» **Text excerpt**:
Search code examples
scikit-learnpipelinetransformer-model

Sklearn Pipeline : pass a parameter to a custom Transformer?


I have a custom Transformer in my sklearn Pipeline and I wonder how to pass a parameter to my Transformer :

In the code below, you can see that I use a dictionary "weight" in my Transformer. I wish to not define this dictionary inside my Transformer but instead to pass it from the Pipeline, so that I can include this dictionary in a grid search . Is it possible to pass the dictionary as a parameter to my Transformer ?

# My custom Transformer
  class TextExtractor(BaseEstimator, TransformerMixin):
        """Concat the 'title', 'body' and 'code' from the results of 
        Stackoverflow query
        Keys are 'title', 'body' and 'code'.
        """

» **Listed records**:
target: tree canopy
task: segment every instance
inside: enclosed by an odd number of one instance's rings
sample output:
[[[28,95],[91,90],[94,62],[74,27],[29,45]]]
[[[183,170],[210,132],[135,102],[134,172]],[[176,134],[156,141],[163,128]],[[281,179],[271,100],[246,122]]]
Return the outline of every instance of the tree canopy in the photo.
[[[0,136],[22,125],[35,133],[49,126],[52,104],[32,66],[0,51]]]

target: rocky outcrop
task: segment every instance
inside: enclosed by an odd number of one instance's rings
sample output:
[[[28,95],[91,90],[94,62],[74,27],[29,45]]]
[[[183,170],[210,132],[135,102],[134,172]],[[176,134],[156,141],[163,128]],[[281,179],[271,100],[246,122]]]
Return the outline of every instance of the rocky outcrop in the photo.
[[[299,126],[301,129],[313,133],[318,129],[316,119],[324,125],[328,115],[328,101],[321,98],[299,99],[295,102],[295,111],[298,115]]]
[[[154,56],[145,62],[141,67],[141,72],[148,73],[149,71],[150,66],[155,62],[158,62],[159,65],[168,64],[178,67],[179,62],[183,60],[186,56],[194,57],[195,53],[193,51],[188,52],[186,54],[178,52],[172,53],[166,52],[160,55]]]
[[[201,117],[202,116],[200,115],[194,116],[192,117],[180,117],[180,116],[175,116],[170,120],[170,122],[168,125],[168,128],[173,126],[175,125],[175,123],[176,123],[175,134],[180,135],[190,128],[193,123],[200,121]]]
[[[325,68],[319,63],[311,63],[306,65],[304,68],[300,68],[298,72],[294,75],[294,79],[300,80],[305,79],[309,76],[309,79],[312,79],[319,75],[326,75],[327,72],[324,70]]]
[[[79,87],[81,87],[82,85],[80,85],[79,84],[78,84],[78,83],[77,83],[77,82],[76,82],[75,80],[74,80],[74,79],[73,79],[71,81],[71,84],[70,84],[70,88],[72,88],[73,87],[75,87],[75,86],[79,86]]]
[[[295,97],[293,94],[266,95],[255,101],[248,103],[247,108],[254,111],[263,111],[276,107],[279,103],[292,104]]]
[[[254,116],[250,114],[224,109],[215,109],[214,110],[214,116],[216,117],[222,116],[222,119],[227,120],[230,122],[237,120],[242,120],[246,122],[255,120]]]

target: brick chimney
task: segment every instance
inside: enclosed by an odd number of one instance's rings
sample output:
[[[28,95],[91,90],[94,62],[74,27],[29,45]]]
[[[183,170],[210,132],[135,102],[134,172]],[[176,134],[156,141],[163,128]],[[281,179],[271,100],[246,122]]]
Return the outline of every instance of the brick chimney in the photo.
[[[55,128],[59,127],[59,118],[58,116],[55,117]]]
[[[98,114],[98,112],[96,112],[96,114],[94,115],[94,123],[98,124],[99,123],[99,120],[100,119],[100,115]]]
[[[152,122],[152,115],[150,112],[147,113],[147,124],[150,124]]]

» **Instructions for the task**: Continue the forum post about passing a parameter to a custom scikit-learn Transformer, starting right after its last line.

» **Written reply**:
        def fit(self, x, y=None):
            return self

        def transform(self, x):
            # here is the parameter  I want to pass to my transformer
            weight ={'title' : 10, 'body': 1, 'code' : 1}
            x['text'] = weight['title']*x['Title'] +  
            weight['body']*x['Body'] +  
            weight['code']*x['Code']

            return x['text']

param_grid = {
    'min_df' : [10],
    'max_df' : [0.01],
    'max_features': [200],
    'clf' : [sgd]
    # here is the parameter  I want to pass to my transformer
    'weigth' : [{'title' : 10, 'body': 1, 'code' : 1}, {'title' : 1, 'body': 
     1, 'code' : 1}]

}

for g in ParameterGrid(param_grid) :   

    classifier_pipe = Pipeline(

    steps=[    ('textextractor', TextExtractor()), #is it possible to pass 
                my parameter ?
               ('vectorizer', TfidfVectorizer(max_df=g['max_df'], 
                     min_df=g['min_df'], max_features=g['max_features'])),
               ('clf', g['clf']), 
            ],
    )

Solution

  • For this, you just need to add an __init__() method at the beginning of your class definition. In this step, you will define your class TextExtractor as taking an argument that you call weight.

    Here is how it can be done: (I added lots of lines of code before for the sake of reproducibility - given you did not specify anything I made up some fake data. I also assumed that what you are trying to do with the weights is to multiply strings?)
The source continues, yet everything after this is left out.